* **Quoted text**:
* BEGIN *

Zarr Collection Provider

The implementation uses xarray.Datatree as the driver to access Zarr data. The provider serves multiple Zarr data sources. At the initialisation stage, it loads the datasources to get each Zarr data configuration, then it creates an xarray datatree handler for each of them and stores it under self.datasources with the id as the key.

Each group of the Zarr data source represents data from the same refinement level, with zone IDs as the index. Here is an example of how Zarr data is organised.

zarr_data_example

ZarrDatasourceInfo

  • filepath : String. A file path of the data source. Supports both local, gcs and s3 cloud storage.

  • id_col: String. The column name of the zone IDs, default is “”.

  • filehandle: xarray datatree object to store the connection.

Class initialisation

The dictionary datasources contains information about one or more Zarr data sources in the form of a child dictionary. The key of the child dictionary represents the unique ID for the Zarr data. Currently, only local storage is supported.

An example to define a Zarr collection provider:

"collection_providers": {"1":
        {"zarr":
            {"classname": "zarr_collection_provider.ZarrCollectionProvider",
                "datasources": {
                       "my_zarr_data": {
                            "filepath": "<path to zarr folder>",
                            "id_col": "zoneId",
                             "zones_grps" : { "4": "res4", "5": "res5"}
                        }
                    }
                }
        }
}

* END *

* **Request 1**: Copy the stretch of the Zarr Collection Provider page from "ZarrDatasourceInfo" through "storage is supported." word for word.
* **Request 2**: According to the Zarr Collection Provider page, what does each group of a Zarr data source represent?
The listing after this point is separate material, unrelated to the Zarr Collection Provider page.

* **Information supplied**:
* BEGIN *

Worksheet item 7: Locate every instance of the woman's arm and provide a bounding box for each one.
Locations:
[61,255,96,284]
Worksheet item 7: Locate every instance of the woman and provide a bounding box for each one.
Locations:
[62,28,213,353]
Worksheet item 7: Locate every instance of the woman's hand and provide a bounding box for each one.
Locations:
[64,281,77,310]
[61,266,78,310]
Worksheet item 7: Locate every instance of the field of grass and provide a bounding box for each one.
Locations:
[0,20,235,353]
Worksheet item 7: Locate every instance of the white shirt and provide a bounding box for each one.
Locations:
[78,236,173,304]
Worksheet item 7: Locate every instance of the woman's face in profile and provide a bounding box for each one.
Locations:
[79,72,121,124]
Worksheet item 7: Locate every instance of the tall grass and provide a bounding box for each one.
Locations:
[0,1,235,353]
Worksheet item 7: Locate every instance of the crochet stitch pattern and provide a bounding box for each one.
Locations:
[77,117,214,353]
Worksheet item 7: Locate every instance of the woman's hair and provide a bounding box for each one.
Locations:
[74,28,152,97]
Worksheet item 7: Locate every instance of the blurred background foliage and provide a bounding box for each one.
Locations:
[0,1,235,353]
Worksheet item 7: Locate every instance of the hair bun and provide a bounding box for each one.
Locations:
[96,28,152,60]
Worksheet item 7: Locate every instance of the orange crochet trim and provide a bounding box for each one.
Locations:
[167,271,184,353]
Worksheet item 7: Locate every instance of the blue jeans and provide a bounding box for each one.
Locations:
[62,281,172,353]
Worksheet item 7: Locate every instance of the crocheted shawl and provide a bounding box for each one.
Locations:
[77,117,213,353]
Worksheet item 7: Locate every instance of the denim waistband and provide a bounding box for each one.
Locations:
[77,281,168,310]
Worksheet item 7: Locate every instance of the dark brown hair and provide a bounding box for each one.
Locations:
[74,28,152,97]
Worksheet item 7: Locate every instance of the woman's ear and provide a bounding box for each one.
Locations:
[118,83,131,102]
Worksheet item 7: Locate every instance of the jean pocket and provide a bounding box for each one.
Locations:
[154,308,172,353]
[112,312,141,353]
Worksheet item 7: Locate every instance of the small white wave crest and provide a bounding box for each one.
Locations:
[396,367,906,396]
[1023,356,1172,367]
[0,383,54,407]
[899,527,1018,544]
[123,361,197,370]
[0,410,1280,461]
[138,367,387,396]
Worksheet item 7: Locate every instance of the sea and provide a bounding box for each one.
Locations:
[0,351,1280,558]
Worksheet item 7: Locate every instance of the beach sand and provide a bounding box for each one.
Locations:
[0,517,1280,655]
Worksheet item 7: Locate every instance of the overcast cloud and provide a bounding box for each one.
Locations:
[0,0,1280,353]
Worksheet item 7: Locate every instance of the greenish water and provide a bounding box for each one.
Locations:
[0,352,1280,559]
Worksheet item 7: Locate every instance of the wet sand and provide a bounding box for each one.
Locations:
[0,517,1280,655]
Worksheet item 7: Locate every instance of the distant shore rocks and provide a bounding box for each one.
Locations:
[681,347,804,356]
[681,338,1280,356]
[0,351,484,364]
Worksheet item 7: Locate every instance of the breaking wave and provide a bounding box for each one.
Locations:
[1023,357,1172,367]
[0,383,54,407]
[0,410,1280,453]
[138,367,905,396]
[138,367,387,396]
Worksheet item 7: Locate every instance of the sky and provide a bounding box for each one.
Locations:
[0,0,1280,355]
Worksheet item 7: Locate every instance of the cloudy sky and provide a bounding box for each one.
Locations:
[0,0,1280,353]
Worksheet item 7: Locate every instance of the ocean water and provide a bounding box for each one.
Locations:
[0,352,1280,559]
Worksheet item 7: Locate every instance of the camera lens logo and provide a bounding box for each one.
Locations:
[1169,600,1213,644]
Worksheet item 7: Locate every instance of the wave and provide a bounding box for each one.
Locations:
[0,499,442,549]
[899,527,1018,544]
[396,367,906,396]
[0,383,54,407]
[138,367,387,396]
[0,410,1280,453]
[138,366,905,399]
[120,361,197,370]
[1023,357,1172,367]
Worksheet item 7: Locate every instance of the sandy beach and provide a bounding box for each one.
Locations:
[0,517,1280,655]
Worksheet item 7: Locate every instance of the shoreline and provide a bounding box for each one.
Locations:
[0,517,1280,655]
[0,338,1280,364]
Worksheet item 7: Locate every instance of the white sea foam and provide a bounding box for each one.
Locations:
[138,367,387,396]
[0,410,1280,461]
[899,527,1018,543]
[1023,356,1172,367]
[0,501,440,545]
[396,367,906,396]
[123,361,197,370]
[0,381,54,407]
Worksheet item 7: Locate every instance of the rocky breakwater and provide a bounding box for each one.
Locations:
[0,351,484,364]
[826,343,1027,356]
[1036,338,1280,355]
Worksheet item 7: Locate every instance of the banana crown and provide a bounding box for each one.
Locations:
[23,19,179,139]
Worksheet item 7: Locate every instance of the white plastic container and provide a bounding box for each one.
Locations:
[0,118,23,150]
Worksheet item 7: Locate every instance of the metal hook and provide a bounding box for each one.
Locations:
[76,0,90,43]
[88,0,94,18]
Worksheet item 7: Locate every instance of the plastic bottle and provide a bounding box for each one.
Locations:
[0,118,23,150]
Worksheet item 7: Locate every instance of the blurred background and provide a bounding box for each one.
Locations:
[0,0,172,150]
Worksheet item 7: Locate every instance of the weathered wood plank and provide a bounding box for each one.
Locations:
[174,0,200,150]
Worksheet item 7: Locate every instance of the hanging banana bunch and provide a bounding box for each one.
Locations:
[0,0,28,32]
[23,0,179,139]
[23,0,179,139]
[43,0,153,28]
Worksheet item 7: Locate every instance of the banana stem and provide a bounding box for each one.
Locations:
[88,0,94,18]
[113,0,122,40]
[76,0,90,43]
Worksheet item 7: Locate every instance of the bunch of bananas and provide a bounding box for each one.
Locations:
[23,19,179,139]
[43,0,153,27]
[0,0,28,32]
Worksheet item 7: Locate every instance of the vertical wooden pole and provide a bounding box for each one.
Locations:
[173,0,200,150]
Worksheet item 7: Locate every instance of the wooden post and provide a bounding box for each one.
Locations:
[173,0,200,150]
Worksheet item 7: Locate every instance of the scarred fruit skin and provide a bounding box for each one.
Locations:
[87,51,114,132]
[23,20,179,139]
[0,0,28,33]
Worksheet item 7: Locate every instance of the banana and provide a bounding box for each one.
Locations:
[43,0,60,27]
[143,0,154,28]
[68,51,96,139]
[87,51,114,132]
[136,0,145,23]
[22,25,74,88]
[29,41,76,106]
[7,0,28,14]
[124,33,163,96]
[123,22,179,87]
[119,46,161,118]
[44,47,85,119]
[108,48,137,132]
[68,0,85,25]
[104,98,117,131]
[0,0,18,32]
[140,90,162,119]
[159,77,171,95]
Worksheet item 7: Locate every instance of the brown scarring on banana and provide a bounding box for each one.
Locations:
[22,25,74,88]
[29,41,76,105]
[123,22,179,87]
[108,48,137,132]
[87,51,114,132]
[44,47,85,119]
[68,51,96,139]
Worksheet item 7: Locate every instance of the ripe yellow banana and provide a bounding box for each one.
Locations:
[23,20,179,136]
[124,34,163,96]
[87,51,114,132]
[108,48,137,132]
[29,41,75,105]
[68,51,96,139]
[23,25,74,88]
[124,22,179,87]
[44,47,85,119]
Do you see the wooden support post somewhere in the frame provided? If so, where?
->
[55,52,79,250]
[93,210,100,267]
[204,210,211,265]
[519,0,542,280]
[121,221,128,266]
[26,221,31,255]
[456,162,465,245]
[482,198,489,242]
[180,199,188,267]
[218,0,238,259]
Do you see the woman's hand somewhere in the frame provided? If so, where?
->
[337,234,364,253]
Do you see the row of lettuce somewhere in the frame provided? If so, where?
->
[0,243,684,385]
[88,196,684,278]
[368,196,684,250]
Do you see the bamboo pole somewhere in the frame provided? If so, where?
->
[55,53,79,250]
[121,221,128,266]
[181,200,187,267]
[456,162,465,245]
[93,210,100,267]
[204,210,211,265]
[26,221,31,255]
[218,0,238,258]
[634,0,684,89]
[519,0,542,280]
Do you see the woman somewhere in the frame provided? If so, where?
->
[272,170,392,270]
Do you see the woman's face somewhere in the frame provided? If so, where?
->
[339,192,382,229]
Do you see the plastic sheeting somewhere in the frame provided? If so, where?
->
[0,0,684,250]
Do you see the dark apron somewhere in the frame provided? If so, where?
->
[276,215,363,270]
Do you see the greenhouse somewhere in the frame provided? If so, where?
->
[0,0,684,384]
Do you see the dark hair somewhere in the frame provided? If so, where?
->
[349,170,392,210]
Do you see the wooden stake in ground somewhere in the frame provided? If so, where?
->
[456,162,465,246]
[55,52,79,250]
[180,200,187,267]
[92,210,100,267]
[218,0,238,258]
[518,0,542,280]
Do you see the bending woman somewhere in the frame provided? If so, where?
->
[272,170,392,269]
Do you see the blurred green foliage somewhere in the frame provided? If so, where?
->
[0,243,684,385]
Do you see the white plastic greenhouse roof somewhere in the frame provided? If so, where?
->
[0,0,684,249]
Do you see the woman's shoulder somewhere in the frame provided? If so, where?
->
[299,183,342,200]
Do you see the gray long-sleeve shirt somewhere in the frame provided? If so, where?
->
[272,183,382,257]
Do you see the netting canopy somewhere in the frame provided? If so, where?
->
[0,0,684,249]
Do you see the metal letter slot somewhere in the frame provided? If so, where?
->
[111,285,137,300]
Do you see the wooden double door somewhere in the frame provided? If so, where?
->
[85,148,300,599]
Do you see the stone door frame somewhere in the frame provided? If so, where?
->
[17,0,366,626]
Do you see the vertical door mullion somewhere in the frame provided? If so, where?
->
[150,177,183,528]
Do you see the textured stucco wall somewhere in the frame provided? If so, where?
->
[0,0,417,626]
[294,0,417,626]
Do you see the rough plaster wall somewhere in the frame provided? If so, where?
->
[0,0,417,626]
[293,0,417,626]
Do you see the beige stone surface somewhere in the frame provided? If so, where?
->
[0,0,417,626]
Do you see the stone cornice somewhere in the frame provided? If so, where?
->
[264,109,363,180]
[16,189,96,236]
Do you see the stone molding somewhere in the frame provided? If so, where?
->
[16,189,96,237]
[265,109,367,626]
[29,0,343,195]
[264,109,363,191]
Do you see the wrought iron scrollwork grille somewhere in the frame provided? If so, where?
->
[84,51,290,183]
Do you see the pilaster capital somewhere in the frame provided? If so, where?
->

* END *

* **Written reply 1**:
ZarrDatasourceInfo

  • filepath : String. A file path of the data source. Supports both local, gcs and s3 cloud storage.

  • id_col: String. The column name of the zone IDs, default is “”.

  • filehandle: xarray datatree object to store the connection.

Class initialisation

The dictionary datasources contains information about one or more Zarr data sources in the form of a child dictionary. The key of the child dictionary represents the unique ID for the Zarr data. Currently, only local storage is supported.

* **Written reply 2**: Data from the same refinement level, with zone IDs as the index.